▶ [Source passage]
Python on Cori KNL
The many-core Intel Xeon Phi (Knights Landing, KNL) architecture presents new opportunities for science applications in terms of scaling within a compute node from parallelism at the thread and vector register level. However, for Python applications, the KNL architecture poses numerous challenges as well.
- Python applications that do not already take advantage of on-node parallelism on Cori's Haswell or Edison's Ivy Bridge processors can be expected to deliver markedly worse performance on Cori KNL. While the KNLs are more energy-efficient, their lower clock rate and instructions retired per cycle are much lower than those architectures.
- Code written in Python that takes advantage of threaded "performance" libraries written in C, C++, or Fortran (along the lines of the Ousterhout Dichotomy) may be able to take advantage of the larger number of CPUs per node. Such libraries, such as numpy or scipy built on top of Intel MKL, use OpenMP to deliver thread-level parallelism and include specialized vectorization instructions.
- However, using threaded and vectorized performance library calls may not be enough. If Python code can make calls to performance libraries then a computational bottleneck at the Python interpreter level arises (see Amdahl's Law). Therefore it is important that code "spend as much time as possible" in doing computations in threaded/vectorized performance libraries.

▶ [Data block]
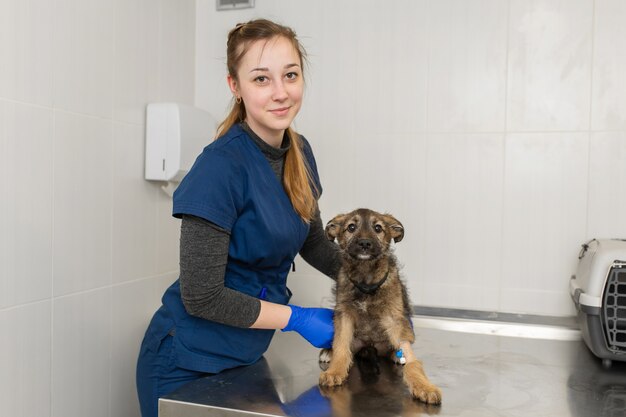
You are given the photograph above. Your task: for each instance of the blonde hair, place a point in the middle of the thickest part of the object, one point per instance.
(297, 177)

▶ [Requests]
[A] Write out the part of the text on Python on Cori KNL that begins with the words "Python on Cori" and stops after "than those architectures.", swapping "Haswell" for "Skylake".
[B] In the text on Python on Cori KNL, what do libraries such as numpy or scipy built on top of Intel MKL use to deliver thread-level parallelism?
[C] Extend the text on Python on Cori KNL, picking up after its last sentence.
The material is separate from the text on Python on Cori KNL.

▶ [Answers by task]
[A]
Python on Cori KNL
The many-core Intel Xeon Phi (Knights Landing, KNL) architecture presents new opportunities for science applications in terms of scaling within a compute node from parallelism at the thread and vector register level. However, for Python applications, the KNL architecture poses numerous challenges as well.
- Python applications that do not already take advantage of on-node parallelism on Cori's Skylake or Edison's Ivy Bridge processors can be expected to deliver markedly worse performance on Cori KNL. While the KNLs are more energy-efficient, their lower clock rate and instructions retired per cycle are much lower than those architectures.

[B] They use OpenMP.

[C]
- Familiar and useful standard Python programming patterns and libraries may not behave in ways that users are accustomed to on other architectures. One example is multiprocessing: Here, process spawning is delegated to the operating system and processes are distributed some load imbalance. On the Haswell architecture, using a multiprocessing Pool this is not really noticeable; on KNL the load imbalance is severe.
The above issues (and others) should give Python developers pause. Python is a powerful language for productive programming in the sciences and data analysis. Users of Python at NERSC may need to consider the following, assuming that switching from Python to another language is not (yet) feasible:
- How important is it for me to migrate Python code to KNL right now? If the performance of your code on Ivy Bridge or Haswell is satisfactory and the life cycle of your project is such that you will be able to continue using those architectures for the next few years, you may not need to worry about KNL right now at all. However, if plans for your code continued development and use beyond 2020, you may want to think about what KNL and similar architectures means to your application.
- Won't the developers of Python just fix all these problems for us anyway? Perhaps. On the other hand, we suggest the risk from taking such a cavalier attitude is too great for users of Python in HPC. And in general we always recommend future-proofing code.
- What skills and tools do I need to migrate to KNL? It is an open question just how easy it will be for Python codes to migrate to KNL and, with any amount of work, deliver performance superior to (e.g.) Haswell on Cori on a node-for-node basis. However, there are tools and techniques that Python programmers can learn that may help make the transition.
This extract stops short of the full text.